*Instruction:*
Show every line of the records that contains the word "tower", copying each line in full. Matching is case-sensitive.

*Data extract:*
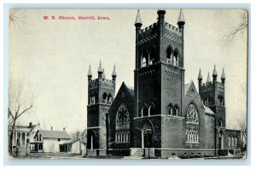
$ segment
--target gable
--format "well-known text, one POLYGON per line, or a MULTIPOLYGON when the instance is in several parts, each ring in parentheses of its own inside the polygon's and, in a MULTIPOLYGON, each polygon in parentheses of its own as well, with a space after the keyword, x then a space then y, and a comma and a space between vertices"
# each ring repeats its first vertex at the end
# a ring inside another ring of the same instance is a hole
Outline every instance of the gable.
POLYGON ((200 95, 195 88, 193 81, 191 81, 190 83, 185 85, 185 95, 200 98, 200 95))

* * *

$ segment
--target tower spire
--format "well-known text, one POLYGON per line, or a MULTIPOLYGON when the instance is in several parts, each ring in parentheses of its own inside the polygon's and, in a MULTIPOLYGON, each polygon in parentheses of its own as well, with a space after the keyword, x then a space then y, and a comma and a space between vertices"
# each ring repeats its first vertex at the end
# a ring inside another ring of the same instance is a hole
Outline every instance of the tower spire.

*Answer in full:*
--target tower spire
Outline every instance of the tower spire.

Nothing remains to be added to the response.